[Recorded data]
========================================
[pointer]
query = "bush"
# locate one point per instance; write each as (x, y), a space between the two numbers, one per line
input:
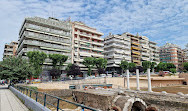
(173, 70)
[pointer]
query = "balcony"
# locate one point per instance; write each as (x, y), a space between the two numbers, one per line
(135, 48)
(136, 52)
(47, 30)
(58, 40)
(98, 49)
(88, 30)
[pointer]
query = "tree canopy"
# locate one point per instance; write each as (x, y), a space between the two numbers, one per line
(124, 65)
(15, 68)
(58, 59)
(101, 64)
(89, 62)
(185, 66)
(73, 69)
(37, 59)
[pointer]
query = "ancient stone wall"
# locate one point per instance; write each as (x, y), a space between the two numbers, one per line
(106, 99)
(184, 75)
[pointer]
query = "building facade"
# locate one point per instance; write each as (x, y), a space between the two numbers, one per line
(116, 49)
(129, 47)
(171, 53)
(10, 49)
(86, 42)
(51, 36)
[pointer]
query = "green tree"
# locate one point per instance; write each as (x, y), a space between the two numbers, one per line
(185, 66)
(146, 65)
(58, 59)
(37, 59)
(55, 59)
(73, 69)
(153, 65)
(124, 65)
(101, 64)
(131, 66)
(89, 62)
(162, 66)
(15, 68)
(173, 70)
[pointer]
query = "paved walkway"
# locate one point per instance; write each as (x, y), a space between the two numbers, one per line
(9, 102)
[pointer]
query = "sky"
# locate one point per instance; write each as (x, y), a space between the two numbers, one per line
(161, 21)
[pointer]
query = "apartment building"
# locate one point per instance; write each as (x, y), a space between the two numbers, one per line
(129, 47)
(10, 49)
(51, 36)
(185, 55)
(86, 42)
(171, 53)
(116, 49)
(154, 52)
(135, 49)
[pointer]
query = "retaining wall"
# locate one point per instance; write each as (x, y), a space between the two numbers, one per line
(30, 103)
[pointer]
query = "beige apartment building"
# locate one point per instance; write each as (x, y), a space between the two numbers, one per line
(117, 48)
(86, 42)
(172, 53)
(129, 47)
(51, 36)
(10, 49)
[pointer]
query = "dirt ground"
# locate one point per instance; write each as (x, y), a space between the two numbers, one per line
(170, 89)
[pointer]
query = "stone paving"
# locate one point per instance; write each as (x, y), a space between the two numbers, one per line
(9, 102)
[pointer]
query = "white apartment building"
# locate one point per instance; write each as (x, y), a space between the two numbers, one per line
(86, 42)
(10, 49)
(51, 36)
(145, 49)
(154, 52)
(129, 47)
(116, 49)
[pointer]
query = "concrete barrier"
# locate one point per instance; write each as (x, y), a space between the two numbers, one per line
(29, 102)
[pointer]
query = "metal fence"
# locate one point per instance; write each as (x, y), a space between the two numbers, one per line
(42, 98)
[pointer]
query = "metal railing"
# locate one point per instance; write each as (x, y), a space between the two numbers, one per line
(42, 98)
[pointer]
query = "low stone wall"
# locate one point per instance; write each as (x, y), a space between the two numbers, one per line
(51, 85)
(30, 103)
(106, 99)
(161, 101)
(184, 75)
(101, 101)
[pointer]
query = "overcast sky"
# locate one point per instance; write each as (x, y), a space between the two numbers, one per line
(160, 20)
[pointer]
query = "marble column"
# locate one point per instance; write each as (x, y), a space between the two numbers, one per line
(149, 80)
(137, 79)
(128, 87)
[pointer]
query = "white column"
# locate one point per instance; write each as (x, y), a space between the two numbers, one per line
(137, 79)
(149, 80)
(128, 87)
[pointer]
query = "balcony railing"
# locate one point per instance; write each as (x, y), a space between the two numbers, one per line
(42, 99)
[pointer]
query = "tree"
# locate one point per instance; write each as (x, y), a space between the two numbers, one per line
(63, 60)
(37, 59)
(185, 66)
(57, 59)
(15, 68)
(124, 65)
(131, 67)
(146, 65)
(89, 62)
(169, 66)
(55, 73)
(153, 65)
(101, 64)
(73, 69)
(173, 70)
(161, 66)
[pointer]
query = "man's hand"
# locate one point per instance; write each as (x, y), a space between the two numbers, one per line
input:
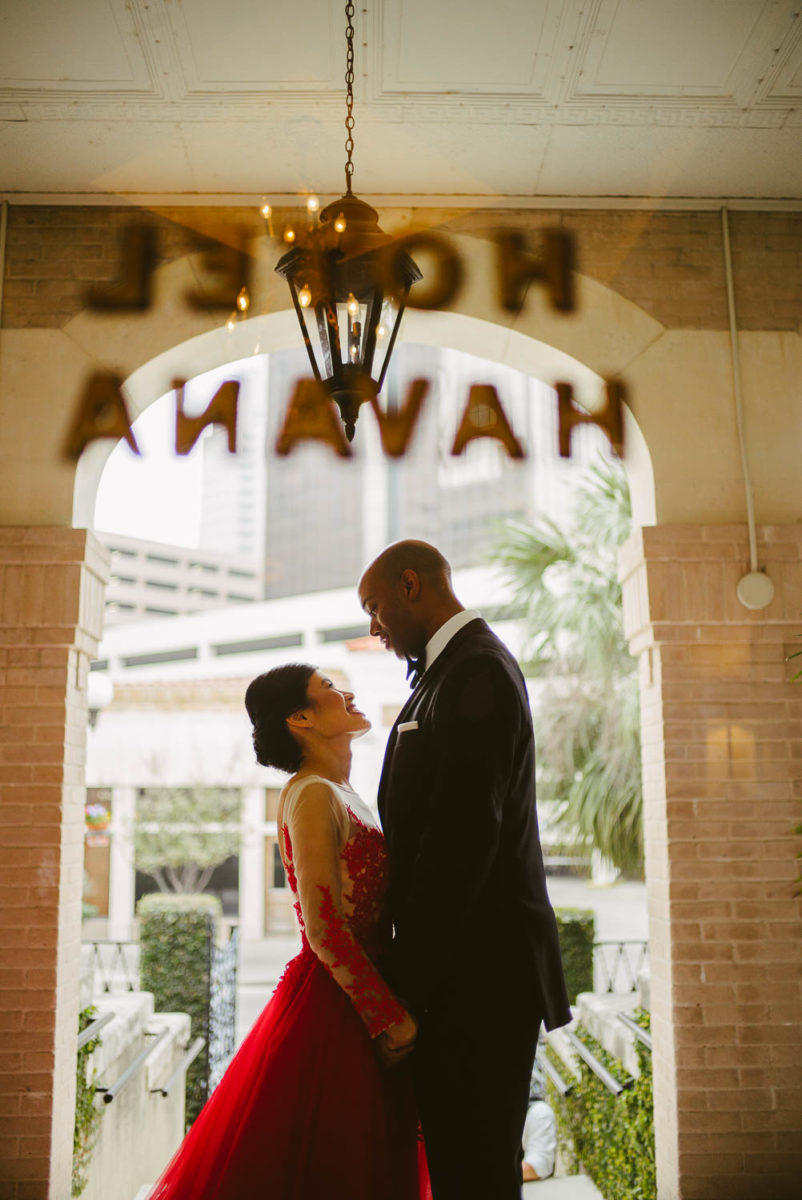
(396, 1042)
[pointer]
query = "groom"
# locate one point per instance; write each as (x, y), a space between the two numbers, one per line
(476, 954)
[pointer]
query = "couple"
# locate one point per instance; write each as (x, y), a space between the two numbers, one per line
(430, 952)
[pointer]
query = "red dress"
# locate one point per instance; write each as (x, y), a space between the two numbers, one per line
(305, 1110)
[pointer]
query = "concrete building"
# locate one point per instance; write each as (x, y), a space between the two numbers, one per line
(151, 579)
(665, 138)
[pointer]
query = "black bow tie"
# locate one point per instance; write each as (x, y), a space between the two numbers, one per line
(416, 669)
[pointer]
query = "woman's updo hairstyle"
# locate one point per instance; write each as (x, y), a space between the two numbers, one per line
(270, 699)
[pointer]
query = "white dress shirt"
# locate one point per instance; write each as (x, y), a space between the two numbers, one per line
========================================
▶ Task description: Write out each entry exactly as given, but skip the pictures.

▶ Task response:
[pointer]
query = "bush"
# locate one point per instance; write each as (x, y), a space between the two numbers, one per line
input:
(173, 70)
[pointer]
query = "balcony"
# locate one point per instance; write each as (x, y), a space between the two numbers, one per line
(135, 48)
(136, 52)
(47, 30)
(58, 40)
(98, 49)
(88, 30)
[pointer]
query = "tree canopy"
# locate one point per instance; write each as (x, y), a space between the two numbers, one per line
(124, 65)
(15, 68)
(58, 59)
(101, 64)
(89, 62)
(185, 66)
(73, 69)
(37, 59)
[pointer]
query = "ancient stone wall"
# locate one point per instance; write each as (x, y), a space between the two numbers, one per line
(106, 99)
(184, 75)
[pointer]
query = "building facade"
# locate one point per instance; write each as (x, y), a space between the two numbers, one per line
(116, 49)
(129, 47)
(171, 53)
(10, 49)
(86, 42)
(51, 36)
[pointer]
query = "green tree"
# locate one point per instance; write each as (x, y), a space between the two numbers, one per line
(185, 66)
(146, 65)
(58, 59)
(37, 59)
(55, 59)
(73, 69)
(153, 65)
(124, 65)
(101, 64)
(131, 66)
(89, 62)
(162, 66)
(15, 68)
(173, 70)
[pointer]
query = "paved walkway"
# locate one point per instance; write each as (x, y), a space between the two numbers, one per line
(9, 102)
[pointer]
query = "sky"
# locate one point per instance; write each as (x, y), a space between the two numbers, one per line
(161, 21)
[pointer]
query = "apartment building"
# locate one point per instance; write each as (x, y), a space between the two numbers, one per line
(129, 47)
(10, 49)
(51, 36)
(185, 55)
(86, 42)
(171, 53)
(116, 49)
(154, 52)
(135, 49)
[pointer]
query = "retaining wall"
# locate one point per instance; write each as (x, y), a space between the two numbers, one per line
(30, 103)
[pointer]
query = "beige apartment building"
# locate one point per instance; write each as (x, y), a space between the two numbers, one per line
(117, 48)
(86, 42)
(172, 53)
(129, 47)
(51, 36)
(10, 49)
[pointer]
query = "dirt ground"
# locate one point per instance; write each as (x, y), a space between the two numbers, one per line
(170, 89)
[pointer]
query = "stone paving"
# locate one point per instance; write each as (x, y), a space between the two numbers, one per line
(9, 102)
[pointer]
query = "white apartment building"
# locate one point per instance; write each as (x, y), a space between the two numbers, one per line
(86, 42)
(10, 49)
(51, 36)
(145, 49)
(154, 52)
(129, 47)
(116, 49)
[pointer]
query = "concrete barrier"
# locate one point per instance; write each as (x, y), a space between the two numbers, one per line
(29, 102)
[pointer]
query = "metal fence"
# locate one point per instance; write each as (x, y), a space between the two numbers, one per line
(42, 98)
[pointer]
query = "metal railing"
# locate one point per instance; write each as (x, y), a space between the two numbers, one per line
(42, 98)
[pointer]
query = "low stone wall"
# locate one point per instance; write each as (x, y), a space between the two numbers, one per line
(51, 85)
(30, 103)
(106, 99)
(161, 101)
(184, 75)
(101, 101)
[pointer]
query = "overcast sky"
# locate one point per instance; write each as (x, y), a space between the two numbers, one per line
(160, 20)
[pointer]
query = "marble column"
# locate one point per instance; write each as (x, y), a space between the two numbers, one per line
(149, 80)
(137, 79)
(128, 87)
[pointer]
query = "white column"
# locate one point per instance; write each as (x, y), a space between the two numbers, one per line
(137, 79)
(149, 80)
(128, 87)
[pointer]
query = "balcony railing"
# locate one point per instance; write each as (x, y), a space between the two numbers, one per line
(42, 99)
[pointer]
query = "tree"
# locate one point per instance; write each as (x, y), a space between the two numbers, one per line
(63, 60)
(37, 59)
(185, 66)
(57, 59)
(15, 68)
(124, 65)
(131, 67)
(146, 65)
(89, 62)
(169, 66)
(55, 73)
(153, 65)
(101, 64)
(73, 69)
(173, 70)
(161, 66)
[pointer]
query = "man's hand"
# locate one point per instance; write each as (x, y), a space between the two numbers, one per line
input:
(396, 1042)
[pointer]
query = "groom"
# locate one point per instance; write each as (x, y), a space between the two numbers, one per line
(476, 954)
[pointer]
query = "couple"
# locate one point per instance; write each as (x, y), a space between the two numbers, one per line
(430, 952)
[pointer]
query = "red dress"
# locate one point per instance; write each as (x, y), a space between the two numbers, one per line
(305, 1110)
[pointer]
query = "concrete building"
# locate one point per instance; write each as (x, y), a space between the two numbers, one per line
(151, 579)
(665, 138)
[pointer]
query = "black bow tie"
# locate one point per instance; write each as (x, y), a space between the two numbers, one per line
(416, 669)
[pointer]
query = "woman's updo hairstyle"
# locate one point per instance; write each as (x, y), a space between the two numbers, one per line
(270, 699)
[pointer]
query = "white dress shirt"
# locate one point per instance; write each as (x, y), a space between the two numbers, one per line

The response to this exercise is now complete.